§ **Task to carry out**: Take the records underneath and set them down exactly.

§ **Supplied records**:
========

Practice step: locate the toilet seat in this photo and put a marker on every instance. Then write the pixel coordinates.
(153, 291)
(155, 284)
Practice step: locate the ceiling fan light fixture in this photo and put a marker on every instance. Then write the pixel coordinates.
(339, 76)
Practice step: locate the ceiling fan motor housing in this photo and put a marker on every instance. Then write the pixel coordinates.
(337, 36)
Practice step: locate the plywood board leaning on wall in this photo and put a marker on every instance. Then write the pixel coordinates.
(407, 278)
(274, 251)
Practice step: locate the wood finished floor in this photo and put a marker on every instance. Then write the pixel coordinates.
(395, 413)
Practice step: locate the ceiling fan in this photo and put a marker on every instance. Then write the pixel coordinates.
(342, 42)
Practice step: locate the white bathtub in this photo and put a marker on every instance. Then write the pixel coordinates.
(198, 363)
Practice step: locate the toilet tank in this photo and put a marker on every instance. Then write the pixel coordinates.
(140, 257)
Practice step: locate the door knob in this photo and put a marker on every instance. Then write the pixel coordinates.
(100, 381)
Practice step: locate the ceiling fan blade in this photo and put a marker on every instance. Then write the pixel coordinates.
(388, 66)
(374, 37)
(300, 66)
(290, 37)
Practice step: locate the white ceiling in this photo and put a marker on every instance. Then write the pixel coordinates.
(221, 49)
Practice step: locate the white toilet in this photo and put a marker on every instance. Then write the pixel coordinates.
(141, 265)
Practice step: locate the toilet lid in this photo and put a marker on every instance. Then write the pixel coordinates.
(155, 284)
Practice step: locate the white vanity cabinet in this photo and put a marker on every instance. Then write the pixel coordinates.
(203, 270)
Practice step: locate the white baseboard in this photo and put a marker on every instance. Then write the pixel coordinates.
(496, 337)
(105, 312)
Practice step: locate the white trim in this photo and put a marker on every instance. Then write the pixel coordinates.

========

§ **Answer to the problem**:
Practice step: locate the toilet seat in this photo and put a marker on every instance. Then write the pixel coordinates.
(153, 291)
(155, 284)
Practice step: locate the ceiling fan light fixture in this photo and put a marker on every instance. Then write the pixel coordinates.
(339, 76)
Practice step: locate the ceiling fan motor housing in this photo and put a marker on every instance. Then write the pixel coordinates.
(337, 36)
Practice step: locate the plywood board leaning on wall in this photo and put a marker on every instance. Then write the pixel coordinates.
(407, 278)
(274, 251)
Practice step: locate the wood finished floor in this photo and put a marker on every instance. Then write the pixel coordinates.
(395, 413)
Practice step: locate the ceiling fan in this photo and put a marker on every instance. Then write the pixel coordinates.
(342, 42)
Practice step: locate the white bathtub in this photo and put a marker on every instance. Then write the pixel coordinates.
(198, 363)
Practice step: locate the toilet tank in this photo and put a marker on every instance. Then write the pixel coordinates.
(140, 257)
Practice step: locate the door knob in this photo and put a marker on every instance. Then write the pixel coordinates.
(100, 381)
Practice step: locate the ceiling fan blade in this photo and put a marker on every instance. Then write the pixel coordinates.
(388, 66)
(374, 37)
(300, 66)
(290, 37)
Practice step: locate the white ceiling in this photo and put a marker on every instance. Then write the pixel coordinates.
(221, 49)
Practice step: locate the white toilet in this photo and put a marker on every instance. Then write the pixel coordinates.
(141, 265)
Practice step: locate the toilet lid in this photo and put a marker on every instance. Then write the pixel coordinates.
(155, 284)
Practice step: locate the white vanity cabinet in this photo and put a marker on every instance. Then write the pixel coordinates.
(203, 270)
Practice step: locate the white baseboard in this photo and put a marker on every instance. Then write the pixel coordinates.
(496, 337)
(105, 312)
Practice step: locate the white trim in this photo and put a marker on every instance. Then write the pixel coordinates.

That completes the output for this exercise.